PROBLEM DETAILS -> Identify every line in the entries below that contains the string "yogurt" and copy each such line.

[Begin DATASET EXTRACT]

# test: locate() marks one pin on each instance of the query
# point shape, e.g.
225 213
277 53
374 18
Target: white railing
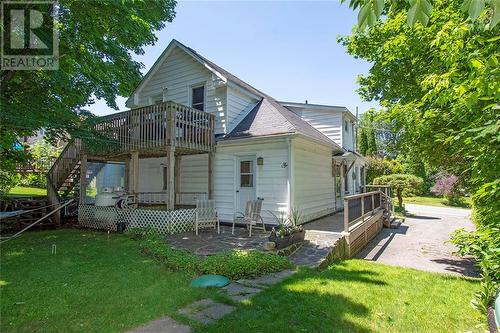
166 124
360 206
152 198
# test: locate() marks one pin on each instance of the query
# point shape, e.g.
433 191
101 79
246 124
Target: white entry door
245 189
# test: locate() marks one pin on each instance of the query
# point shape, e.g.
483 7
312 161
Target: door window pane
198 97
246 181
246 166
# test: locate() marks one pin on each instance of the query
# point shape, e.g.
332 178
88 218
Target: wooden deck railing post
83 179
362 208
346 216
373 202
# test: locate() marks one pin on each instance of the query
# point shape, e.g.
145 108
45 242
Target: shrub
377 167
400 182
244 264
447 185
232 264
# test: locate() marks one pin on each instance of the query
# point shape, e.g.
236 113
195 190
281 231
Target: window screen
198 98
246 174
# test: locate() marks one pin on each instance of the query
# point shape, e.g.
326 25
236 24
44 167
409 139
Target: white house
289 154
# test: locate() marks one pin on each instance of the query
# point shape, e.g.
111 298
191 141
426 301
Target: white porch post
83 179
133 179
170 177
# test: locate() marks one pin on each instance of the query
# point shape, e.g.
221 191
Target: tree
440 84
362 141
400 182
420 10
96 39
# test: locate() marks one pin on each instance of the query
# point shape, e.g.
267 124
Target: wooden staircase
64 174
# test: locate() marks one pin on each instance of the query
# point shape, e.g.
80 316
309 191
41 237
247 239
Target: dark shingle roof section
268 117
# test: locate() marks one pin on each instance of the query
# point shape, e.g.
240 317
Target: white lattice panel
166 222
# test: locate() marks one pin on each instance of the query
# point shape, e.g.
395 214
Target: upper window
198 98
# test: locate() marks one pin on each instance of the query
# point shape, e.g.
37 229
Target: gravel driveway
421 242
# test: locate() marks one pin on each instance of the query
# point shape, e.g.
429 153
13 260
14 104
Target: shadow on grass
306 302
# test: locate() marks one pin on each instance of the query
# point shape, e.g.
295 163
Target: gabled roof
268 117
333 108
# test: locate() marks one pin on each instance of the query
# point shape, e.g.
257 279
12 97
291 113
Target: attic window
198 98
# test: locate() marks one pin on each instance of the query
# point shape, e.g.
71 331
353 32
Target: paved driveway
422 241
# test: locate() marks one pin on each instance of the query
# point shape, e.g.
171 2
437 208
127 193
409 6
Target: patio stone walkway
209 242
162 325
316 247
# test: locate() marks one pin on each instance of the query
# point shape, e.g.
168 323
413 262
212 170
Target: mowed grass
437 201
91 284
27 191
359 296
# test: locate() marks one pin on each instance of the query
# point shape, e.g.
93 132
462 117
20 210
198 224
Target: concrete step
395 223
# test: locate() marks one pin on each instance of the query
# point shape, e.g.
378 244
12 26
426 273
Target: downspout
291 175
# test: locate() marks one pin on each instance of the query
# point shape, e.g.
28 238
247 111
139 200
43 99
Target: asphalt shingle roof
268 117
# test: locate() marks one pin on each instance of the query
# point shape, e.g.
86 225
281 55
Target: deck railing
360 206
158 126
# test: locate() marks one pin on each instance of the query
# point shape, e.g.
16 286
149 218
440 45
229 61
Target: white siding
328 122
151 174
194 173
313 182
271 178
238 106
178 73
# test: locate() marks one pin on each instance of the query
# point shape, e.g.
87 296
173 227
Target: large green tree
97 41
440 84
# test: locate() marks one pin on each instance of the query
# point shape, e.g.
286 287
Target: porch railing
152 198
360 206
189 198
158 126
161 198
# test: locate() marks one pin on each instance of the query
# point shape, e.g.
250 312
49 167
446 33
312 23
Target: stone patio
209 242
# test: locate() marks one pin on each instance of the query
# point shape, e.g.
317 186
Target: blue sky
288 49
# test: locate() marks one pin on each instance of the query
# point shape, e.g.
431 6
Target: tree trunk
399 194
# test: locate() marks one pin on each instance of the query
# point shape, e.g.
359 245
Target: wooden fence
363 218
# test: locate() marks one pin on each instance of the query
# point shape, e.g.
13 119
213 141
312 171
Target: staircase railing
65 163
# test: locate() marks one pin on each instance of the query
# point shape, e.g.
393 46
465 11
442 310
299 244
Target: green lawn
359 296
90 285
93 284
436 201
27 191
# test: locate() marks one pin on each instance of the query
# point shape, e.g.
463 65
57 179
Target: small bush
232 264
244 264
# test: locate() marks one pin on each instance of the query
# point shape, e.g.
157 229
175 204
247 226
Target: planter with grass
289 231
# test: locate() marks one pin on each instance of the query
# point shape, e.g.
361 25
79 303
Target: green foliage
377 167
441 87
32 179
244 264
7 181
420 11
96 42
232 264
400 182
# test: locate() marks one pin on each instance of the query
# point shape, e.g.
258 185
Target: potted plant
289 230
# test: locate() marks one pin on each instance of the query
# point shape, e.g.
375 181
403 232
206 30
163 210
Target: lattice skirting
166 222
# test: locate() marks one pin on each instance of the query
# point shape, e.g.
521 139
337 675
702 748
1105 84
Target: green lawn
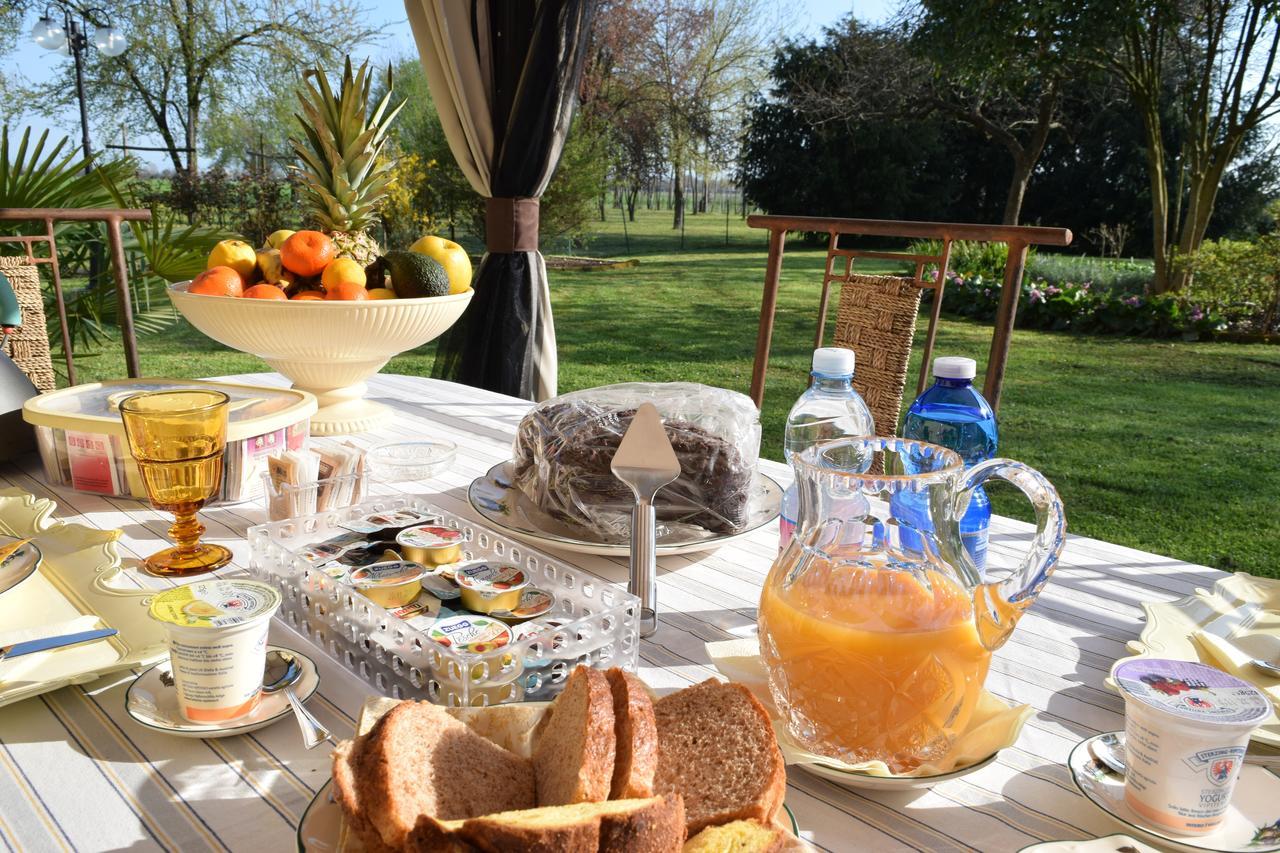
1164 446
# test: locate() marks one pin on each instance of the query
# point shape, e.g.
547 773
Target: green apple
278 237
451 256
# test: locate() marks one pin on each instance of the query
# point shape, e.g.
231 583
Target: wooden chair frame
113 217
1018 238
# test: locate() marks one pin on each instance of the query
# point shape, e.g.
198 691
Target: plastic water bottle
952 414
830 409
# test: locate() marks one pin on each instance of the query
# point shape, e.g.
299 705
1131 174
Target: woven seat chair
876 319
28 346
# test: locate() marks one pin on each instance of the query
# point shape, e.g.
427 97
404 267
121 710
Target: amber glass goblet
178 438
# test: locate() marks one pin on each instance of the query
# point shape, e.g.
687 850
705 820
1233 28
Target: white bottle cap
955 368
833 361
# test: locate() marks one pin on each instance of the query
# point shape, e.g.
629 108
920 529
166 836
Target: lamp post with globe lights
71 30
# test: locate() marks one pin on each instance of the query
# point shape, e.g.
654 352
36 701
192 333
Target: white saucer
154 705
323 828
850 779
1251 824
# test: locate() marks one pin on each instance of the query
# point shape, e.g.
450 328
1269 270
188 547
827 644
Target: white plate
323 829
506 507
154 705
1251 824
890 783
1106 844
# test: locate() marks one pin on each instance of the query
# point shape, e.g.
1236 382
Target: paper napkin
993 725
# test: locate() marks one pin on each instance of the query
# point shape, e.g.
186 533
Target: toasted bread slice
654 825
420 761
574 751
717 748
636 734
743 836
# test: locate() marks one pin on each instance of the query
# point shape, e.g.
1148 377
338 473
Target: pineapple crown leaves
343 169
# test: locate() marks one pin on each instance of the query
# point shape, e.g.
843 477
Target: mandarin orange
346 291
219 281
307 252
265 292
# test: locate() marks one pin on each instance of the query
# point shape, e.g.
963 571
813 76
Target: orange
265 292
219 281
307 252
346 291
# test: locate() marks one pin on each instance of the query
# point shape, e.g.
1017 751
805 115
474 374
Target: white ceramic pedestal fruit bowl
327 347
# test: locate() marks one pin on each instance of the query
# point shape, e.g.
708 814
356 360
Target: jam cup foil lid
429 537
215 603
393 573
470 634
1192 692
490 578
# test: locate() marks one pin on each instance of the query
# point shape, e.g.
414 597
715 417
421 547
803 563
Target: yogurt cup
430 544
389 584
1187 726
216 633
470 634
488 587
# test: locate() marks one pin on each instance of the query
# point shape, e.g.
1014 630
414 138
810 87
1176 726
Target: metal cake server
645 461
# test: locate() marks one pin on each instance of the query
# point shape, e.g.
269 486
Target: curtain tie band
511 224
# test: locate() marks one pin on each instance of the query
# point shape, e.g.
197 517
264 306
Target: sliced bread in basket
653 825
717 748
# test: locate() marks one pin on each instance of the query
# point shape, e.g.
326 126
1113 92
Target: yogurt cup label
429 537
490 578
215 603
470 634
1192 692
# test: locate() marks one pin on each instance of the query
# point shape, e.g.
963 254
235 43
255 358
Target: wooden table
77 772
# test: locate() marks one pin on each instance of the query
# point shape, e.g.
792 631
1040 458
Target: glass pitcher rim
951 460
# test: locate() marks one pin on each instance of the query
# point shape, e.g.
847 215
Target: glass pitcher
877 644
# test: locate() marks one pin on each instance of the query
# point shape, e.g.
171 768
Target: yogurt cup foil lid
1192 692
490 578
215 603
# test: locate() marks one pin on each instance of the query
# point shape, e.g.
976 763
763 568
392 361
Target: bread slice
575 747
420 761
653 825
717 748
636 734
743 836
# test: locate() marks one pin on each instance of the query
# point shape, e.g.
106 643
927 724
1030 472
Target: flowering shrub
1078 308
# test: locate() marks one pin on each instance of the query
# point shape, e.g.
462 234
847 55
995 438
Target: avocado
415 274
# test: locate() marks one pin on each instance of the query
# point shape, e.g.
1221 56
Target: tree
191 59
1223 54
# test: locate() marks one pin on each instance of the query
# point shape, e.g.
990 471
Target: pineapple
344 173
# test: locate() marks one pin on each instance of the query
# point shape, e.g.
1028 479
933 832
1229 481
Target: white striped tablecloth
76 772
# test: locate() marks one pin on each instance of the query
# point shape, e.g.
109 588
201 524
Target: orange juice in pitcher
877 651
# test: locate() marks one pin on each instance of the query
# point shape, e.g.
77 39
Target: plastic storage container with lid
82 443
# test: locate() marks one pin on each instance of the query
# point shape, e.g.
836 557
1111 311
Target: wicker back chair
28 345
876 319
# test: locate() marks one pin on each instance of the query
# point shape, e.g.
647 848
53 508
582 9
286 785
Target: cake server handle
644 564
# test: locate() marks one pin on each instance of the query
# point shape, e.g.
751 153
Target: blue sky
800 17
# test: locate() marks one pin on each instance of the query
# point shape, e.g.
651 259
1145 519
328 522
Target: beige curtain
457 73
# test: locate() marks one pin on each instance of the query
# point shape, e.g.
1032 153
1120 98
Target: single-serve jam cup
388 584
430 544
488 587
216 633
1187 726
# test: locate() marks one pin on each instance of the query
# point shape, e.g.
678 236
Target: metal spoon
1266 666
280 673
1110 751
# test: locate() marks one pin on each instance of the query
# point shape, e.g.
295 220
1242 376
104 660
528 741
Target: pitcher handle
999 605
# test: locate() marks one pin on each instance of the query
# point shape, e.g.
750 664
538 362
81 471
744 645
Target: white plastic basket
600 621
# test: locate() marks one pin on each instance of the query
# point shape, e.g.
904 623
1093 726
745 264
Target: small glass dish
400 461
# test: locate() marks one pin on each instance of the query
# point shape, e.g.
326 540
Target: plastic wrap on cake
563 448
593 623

[End DATASET EXTRACT]

WORKED SOLUTION ->
Target: yogurt cup
Target: yogurt cup label
Target: yogurt cup foil lid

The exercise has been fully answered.